### TASKS:
• a. In the commentary on Massachusetts abuse prevention jurisdiction, which court should handle a plaintiff seeking protection when no c. 209A jurisdiction exists?
• b. Write the next part of the commentary on Massachusetts abuse prevention jurisdiction and venue, picking up after its final sentence.

### DOCUMENT EXCERPT:
• • • •

Jurisdiction may also depend upon whether the parties "are or were residing together in the same household." G.L. c. 209A, § 1. This terminology is not defined in the statute, but in Sorgman v. Sorgman, 49 Mass. App. Ct. 416 (2000), the Appeals Court found that the "plain statutory language" of G.L. c. 209A, § 3 includes both past and present members of the household. Id. at 417-418. The Court found that, despite her having left the household approximately twenty years earlier, an unadopted "stepdaughter's" residence in the defendant's household for a period of ten years satisfied the "household" requirements of G.L. 209A, §§ 1 and 3. Id. at 417. However, the concept of how much time a person must spend in order to be considered a member of a household would appear to be a flexible one. If a defendant is only a frequent visitor, jurisdiction based on a dating relationship will often apply.

Household resident status, for the purpose of determining jurisdiction, should not be applied to those who live in different apartments in multiple family dwellings. The provision in the law which refers to multiple family dwellings provides that vacate orders can extend to a defendant living in the same building (though in a different unit) as the plaintiff, where the court otherwise has jurisdiction, e.g., because the plaintiff and the defendant are family members or were dating. In addition, a defendant who is ordered to vacate the plaintiff's household may be ordered to stay away from the entire building, including apartments other than the one occupied by the plaintiff, if such an order is necessary to assure the plaintiff's safety.

A plaintiff seeking protection in a situation in which no c. 209A jurisdiction exists (for example, co-workers or neighbors) should be referred to the Superior Court for exercise of general equity jurisdiction to provide protection. See Guideline 2:09. [Back]




3:03 COMMENTARY


Section 2 of the Abuse Prevention Act is entitled "Venue." However, the requirements set forth there appear to be jurisdictional.

Those requirements are that the action must be "filed, heard and determined" (1) in the court within whose judicial district the plaintiff resides, or (2) where the plaintiff has left a residence or household to avoid abuse, in the court within whose judicial district that prior residence or household is located or in the court within whose judicial district the plaintiff's current residence is located. Since these appear to be prerequisites to the court's authority to act, they should be considered jurisdictional. Thus, failure to meet these requirements is not a defect that the defendant waives by not raising it. Rather, such failure renders the court without authority to act.

• • • •

### AVAILABLE DATA:

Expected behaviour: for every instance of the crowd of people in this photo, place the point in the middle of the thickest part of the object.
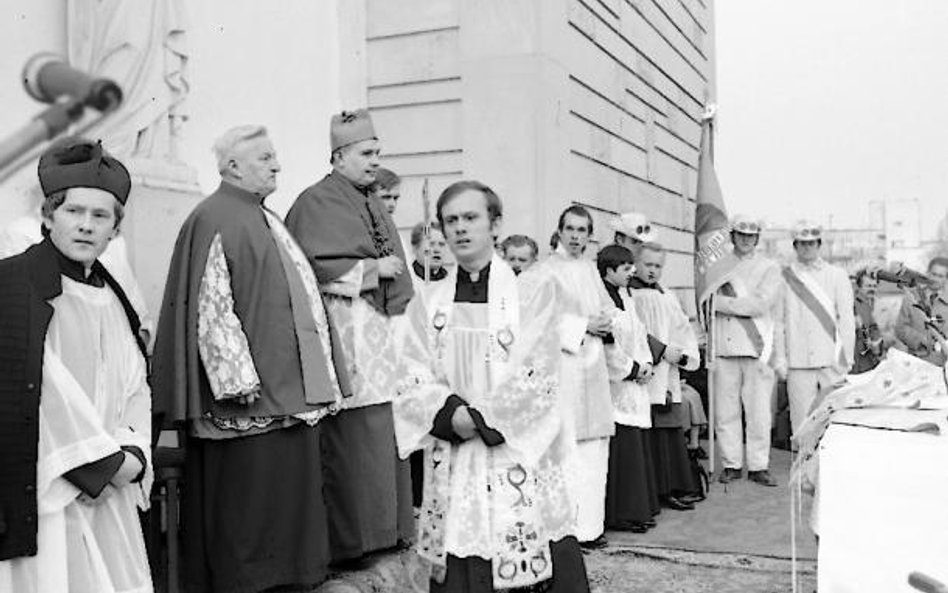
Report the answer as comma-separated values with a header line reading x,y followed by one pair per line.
x,y
499,413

• • • •

### ANSWERS FOR THIS EXERCISE:
• a. The Superior Court, through its general equity jurisdiction.

• b.
Jurisdiction, however, is personal. That is, once the court has jurisdiction over the parties, as described above, the court's order is valid anywhere in the Commonwealth. Thus the same court may order the defendant to stay away from the plaintiff's new residence, which is in the territorial jurisdiction of the court, and the plaintiff's parents' home, where the children stay regularly, and the plaintiff's workplace, even though the latter two locations are not within the territorial jurisdiction of the issuing court.

As indicated in Guideline 2:05, where the initial interview with the plaintiff reveals that the case does not meet the requirements of territorial jurisdiction, this should be explained to the plaintiff and he or she should be directed to the proper court. If the plaintiff persists in the desire to file the complaint, however, this must be allowed, even if it is plain that the court will refuse to issue the order on jurisdictional grounds. If there are any factual questions concerning territorial jurisdiction, the complaint should be completed and the matter brought before the judge.

In emergency situations, where a plaintiff is in danger and unlikely to reach the appropriate court the same day, either because the plaintiff has no transportation, or because the matter arises late in the day, or for other reasons, a judge in the District Court may seek leave from the Regional Administrative Judge to act for the appropriate District Court and issue the order. Such authority to designate one District Court judge to act as another is provided to the Chief Justice of the District Court in G.L. c. 218, § 43A, and he has delegated this authority to the Regional Administrative Justices under G.L. c. 211B, § 10(xii).

If a plaintiff comes to court during court hours seeking relief under G.L. c. 209A, but no judge is at the court, the matter may be heard by telephone by a judge in a different court. The plaintiff should not be told to travel to a different court or to wait until the Emergency Response System goes into operation at 4:30 p.m. An ex parte order issued over the telephone during court business hours should be for a duration of ten court business days or such shorter time as the court finds appropriate; this situation is distinguishable from emergency orders issued when the court is not in session. Those orders should expire at the end of the next court day. See Commentary to Guideline 11:00. [Back]




3:04 COMMENTARY


There is a long standing aversion in the law to judicial proceedings held in secret. The right of public access to civil as well as criminal proceedings is inherent in the nature of a democratic form of government. United States v. Mitchell, 551 F.2d 1252, 1258 (D.C. Cir. 1976), rev'd on other grounds sub nom., Nixon v. Warner Communications, Inc., 435 U.S. 589 (1978). As Justice Oliver Wendell Holmes stated while he was a member of the Massachusetts Supreme Judicial Court:

It is desirable that the trial of [civil] causes should take place under the public eye, not because the controversies of one citizen with another are of public concern, but because it is of the highest moment that those who administer justice should always act under the sense of public responsibility, and that every citizen should be able to satisfy himself with his own eyes to the mode in which a public duty is performed.

Cowley v. Pulsifer, 137 Mass. 392, 394 (1884).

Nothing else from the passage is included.